[Point-based annotation data]

════════════════

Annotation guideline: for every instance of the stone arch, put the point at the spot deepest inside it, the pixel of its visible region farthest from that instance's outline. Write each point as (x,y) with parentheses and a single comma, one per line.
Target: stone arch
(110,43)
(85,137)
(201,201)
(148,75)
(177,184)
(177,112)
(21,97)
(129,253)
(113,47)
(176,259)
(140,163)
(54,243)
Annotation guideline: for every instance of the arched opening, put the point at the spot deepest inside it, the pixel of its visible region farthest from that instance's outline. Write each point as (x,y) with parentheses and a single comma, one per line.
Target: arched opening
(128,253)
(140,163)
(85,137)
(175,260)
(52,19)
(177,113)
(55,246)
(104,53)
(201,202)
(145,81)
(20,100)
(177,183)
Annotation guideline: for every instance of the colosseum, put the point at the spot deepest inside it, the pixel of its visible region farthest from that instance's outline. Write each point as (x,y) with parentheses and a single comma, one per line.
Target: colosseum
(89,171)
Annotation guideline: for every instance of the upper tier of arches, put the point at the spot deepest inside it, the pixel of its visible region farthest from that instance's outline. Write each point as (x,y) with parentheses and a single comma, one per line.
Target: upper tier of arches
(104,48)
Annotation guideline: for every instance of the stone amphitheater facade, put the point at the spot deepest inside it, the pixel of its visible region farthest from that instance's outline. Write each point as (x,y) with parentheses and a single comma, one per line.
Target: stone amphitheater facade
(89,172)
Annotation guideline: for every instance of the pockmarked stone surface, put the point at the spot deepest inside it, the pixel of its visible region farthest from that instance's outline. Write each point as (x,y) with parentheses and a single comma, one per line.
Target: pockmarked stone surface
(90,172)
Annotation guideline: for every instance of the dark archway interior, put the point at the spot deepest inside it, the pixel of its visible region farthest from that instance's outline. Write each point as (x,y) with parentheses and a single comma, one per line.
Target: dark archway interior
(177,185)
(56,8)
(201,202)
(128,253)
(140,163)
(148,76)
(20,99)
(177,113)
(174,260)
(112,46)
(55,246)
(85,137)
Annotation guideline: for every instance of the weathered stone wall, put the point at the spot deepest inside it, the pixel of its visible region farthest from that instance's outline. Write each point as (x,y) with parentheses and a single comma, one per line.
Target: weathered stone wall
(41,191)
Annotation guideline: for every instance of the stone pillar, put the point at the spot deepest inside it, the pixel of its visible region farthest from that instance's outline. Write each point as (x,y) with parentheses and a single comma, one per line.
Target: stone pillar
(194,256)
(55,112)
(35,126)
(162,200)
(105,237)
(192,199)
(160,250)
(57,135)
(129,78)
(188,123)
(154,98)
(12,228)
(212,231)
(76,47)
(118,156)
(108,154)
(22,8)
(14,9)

════════════════

Goal of the exercise:
Format the lines above as a JSON list of strings with one string per line, leaving out any blank lines.

Exercise answer:
[
  "Annotation guideline: for every instance of the stone arch, put the point at the spot deepest inside it, the pixel of its visible region farthest from that instance's outline. Write each point as (x,y) with parentheses and a single comma, one per line.",
  "Target: stone arch",
  "(110,43)",
  "(85,137)",
  "(201,201)",
  "(148,75)",
  "(177,184)",
  "(177,112)",
  "(21,97)",
  "(129,253)",
  "(113,47)",
  "(176,259)",
  "(140,163)",
  "(54,243)",
  "Annotation guideline: for every instance of the arched opening, put the point at the spot deepest inside it, the pixel of its visible region farthest from that instance's outline. Write each point as (x,y) with parentheses and a single comma, one per line.",
  "Target: arched opening",
  "(128,253)",
  "(140,163)",
  "(85,137)",
  "(175,260)",
  "(52,19)",
  "(177,113)",
  "(55,246)",
  "(104,53)",
  "(201,202)",
  "(145,81)",
  "(20,100)",
  "(177,183)",
  "Annotation guideline: for every instance of the colosseum, put the point at the spot deepest inside it, the pixel of its visible region farthest from that instance's outline. Write each point as (x,y) with parentheses and a single comma, one per line.",
  "Target: colosseum",
  "(89,171)",
  "Annotation guideline: for every instance of the upper tier of arches, put the point at the spot deepest inside it, the pixel of its visible region farthest from that instance's outline. Write each point as (x,y) with parentheses and a single comma, one per line.",
  "Target: upper tier of arches",
  "(104,48)",
  "Annotation guideline: for every instance of the stone amphitheater facade, put the point at the spot deepest inside it, the pixel of its visible region farthest from that instance's outline. Write each point as (x,y) with parentheses and a single comma, one per line.",
  "Target: stone amphitheater facade",
  "(89,172)",
  "Annotation guideline: for every instance of the pockmarked stone surface, put the point at the spot deepest inside it, the pixel of its visible region farthest from that instance's outline. Write each point as (x,y) with parentheses and a single comma, one per line.",
  "Target: pockmarked stone surface",
  "(90,172)",
  "Annotation guideline: for every instance of the dark archway interior, put the point at the spot deepest inside it, the pixel of its visible region farthest from that instance's outline. Write each point as (x,y) with parentheses and a single comma, one per line.",
  "Target: dark archway interior",
  "(177,185)",
  "(56,8)",
  "(201,202)",
  "(128,253)",
  "(140,163)",
  "(148,76)",
  "(20,99)",
  "(177,113)",
  "(174,260)",
  "(112,46)",
  "(55,246)",
  "(85,137)",
  "Annotation guideline: for every instance of the weathered stone wall, put the point at the spot deepest inside it, the pixel of its visible region farthest from that instance's outline. Write each point as (x,y) with parentheses and a single comma, one per line.",
  "Target: weathered stone wall",
  "(41,191)",
  "Annotation guideline: for every instance of the stone pillar, put the point at the spot deepest inside it, the pixel of its visible region farthest from that instance's outline. Write each point as (x,y) with parentheses and a single comma, one per line.",
  "Target: stone pillar",
  "(194,256)",
  "(55,112)",
  "(35,126)",
  "(162,200)",
  "(105,237)",
  "(192,199)",
  "(160,250)",
  "(57,135)",
  "(129,78)",
  "(188,123)",
  "(154,98)",
  "(12,228)",
  "(212,231)",
  "(76,47)",
  "(118,156)",
  "(108,154)",
  "(22,8)",
  "(14,9)"
]